EXTRAIT DU DOCUMENT »
*-*-*
CINEMA
LES APPARENCES de Marc Fitoussi : ne rien lâcher
Réalisateur éclectique, Marc Fitoussi s’essaie au drame teinté de thriller « façon Chabrol » avec Les apparences. Entre virtuosité et plaisir coupable, l’oeuvre est surtout un bel écrin pour Karin Viard, démente en bourgeoise vengeresse.
Vienne. Eve (Karin Viard) est l’épouse du grand chef d’orchestre Henri Monlibert (Benjamin Biolay). Elle se réjouit alors que le contrat à l’Opéra de ce dernier est reconduit. Femme dévouée à son mari, Eve jouit de son statut bourgeois et privilégié, aime jouer au couple parfait dans les diners mondains organisés entre francophones aisés de la ville. Toujours parfaitement coiffée et habillée, très attachée à son prestige et aux apparences, elle supervise également la Médiathèque Française de la ville.
*-*-*
LISTE DES ENREGISTREMENTS »
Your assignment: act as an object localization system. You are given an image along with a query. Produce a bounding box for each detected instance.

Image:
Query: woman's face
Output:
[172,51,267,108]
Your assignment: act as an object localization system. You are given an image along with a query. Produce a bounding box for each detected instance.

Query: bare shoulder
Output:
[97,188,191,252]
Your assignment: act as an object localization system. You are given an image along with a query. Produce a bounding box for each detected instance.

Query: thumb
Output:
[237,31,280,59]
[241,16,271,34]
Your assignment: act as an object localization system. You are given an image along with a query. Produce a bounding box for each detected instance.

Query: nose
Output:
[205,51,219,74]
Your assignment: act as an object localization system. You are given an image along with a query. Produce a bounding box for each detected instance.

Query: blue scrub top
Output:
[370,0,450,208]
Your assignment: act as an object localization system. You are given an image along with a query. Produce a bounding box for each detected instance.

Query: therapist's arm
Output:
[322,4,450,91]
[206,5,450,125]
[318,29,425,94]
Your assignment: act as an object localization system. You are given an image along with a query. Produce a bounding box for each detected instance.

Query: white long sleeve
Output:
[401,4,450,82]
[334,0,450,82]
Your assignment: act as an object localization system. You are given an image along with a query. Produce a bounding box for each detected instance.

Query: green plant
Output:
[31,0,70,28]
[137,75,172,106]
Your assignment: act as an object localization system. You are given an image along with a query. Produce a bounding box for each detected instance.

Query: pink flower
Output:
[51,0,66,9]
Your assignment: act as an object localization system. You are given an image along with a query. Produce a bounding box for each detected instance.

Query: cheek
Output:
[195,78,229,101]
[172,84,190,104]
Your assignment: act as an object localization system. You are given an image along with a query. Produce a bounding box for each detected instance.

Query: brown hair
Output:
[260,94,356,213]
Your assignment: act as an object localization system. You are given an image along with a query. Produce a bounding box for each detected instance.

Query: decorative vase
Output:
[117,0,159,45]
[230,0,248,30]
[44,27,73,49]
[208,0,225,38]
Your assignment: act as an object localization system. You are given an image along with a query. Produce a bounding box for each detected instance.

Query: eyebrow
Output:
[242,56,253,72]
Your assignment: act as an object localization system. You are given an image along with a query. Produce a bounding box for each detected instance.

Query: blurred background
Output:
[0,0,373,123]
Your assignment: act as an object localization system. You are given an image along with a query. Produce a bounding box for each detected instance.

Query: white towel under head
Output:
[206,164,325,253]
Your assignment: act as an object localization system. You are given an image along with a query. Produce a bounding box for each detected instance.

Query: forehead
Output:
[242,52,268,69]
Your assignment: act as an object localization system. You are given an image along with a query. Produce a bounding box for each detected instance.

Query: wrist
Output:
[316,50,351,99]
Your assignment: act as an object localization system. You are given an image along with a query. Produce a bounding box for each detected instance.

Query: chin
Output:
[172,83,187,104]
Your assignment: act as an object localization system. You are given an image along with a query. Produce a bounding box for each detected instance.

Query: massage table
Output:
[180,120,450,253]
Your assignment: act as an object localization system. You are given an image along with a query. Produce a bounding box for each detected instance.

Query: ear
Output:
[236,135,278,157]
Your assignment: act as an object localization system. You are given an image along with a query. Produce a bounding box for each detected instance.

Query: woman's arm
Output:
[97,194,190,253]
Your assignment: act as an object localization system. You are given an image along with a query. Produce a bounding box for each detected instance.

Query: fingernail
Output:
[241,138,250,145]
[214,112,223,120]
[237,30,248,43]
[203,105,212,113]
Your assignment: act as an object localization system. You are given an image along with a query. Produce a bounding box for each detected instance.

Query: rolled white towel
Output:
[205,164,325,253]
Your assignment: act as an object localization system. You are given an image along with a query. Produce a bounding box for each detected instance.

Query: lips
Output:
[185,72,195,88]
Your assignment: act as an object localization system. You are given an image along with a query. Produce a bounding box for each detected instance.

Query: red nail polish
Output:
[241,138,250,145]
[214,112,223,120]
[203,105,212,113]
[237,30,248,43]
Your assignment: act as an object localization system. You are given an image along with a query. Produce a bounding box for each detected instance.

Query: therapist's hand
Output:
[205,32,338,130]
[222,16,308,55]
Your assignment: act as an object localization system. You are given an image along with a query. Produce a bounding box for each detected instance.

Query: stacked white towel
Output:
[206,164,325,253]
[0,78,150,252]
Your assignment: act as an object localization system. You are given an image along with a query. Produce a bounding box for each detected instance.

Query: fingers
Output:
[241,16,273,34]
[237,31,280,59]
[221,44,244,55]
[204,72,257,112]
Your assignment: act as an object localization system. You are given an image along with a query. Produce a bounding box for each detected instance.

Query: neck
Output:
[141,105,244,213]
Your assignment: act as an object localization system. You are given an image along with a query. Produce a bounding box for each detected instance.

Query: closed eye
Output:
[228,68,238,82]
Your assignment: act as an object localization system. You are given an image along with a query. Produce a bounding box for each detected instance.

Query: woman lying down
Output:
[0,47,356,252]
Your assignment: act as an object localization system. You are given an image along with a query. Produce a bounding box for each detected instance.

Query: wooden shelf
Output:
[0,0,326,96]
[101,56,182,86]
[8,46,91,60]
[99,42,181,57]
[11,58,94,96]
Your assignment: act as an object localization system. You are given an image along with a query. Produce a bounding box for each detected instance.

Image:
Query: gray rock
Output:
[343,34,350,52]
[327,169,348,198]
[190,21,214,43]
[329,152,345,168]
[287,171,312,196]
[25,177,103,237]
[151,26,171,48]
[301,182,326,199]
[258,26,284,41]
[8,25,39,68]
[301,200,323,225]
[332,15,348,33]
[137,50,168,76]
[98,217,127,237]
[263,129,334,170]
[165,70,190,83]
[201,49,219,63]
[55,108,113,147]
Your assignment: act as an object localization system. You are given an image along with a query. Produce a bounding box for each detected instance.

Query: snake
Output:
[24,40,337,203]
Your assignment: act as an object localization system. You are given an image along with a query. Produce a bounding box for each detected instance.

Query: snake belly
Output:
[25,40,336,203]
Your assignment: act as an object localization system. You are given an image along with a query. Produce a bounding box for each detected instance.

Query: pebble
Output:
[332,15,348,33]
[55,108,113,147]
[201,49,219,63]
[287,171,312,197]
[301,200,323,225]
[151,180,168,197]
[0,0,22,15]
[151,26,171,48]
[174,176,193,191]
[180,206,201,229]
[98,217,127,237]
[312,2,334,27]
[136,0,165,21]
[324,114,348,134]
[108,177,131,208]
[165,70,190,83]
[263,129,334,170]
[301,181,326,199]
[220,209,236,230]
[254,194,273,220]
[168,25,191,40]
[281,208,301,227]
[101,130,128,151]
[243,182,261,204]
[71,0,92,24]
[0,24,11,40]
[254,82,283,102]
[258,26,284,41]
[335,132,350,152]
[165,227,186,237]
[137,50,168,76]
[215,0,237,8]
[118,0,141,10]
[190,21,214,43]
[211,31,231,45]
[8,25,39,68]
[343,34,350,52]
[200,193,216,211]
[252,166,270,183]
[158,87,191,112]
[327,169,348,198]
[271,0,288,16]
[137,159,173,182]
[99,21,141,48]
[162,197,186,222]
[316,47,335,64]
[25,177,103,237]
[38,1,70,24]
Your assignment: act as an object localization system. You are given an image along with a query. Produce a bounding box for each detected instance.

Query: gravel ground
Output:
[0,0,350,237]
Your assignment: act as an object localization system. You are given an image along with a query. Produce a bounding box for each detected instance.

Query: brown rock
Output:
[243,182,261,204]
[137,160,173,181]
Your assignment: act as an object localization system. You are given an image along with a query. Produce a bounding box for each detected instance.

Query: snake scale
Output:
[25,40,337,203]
*-*-*
OBJECTIF DE L'EXERCICE » Recopiez le passage de la critique de film qui s'ouvre sur les mots contenant « Vienne. Eve (Karin » et se clôt sur « Française de la ville. ». Appuyez-vous uniquement sur la critique de film.

RÉSULTAT ATTENDU »
Vienne. Eve (Karin Viard) est l’épouse du grand chef d’orchestre Henri Monlibert (Benjamin Biolay). Elle se réjouit alors que le contrat à l’Opéra de ce dernier est reconduit. Femme dévouée à son mari, Eve jouit de son statut bourgeois et privilégié, aime jouer au couple parfait dans les diners mondains organisés entre francophones aisés de la ville. Toujours parfaitement coiffée et habillée, très attachée à son prestige et aux apparences, elle supervise également la Médiathèque Française de la ville.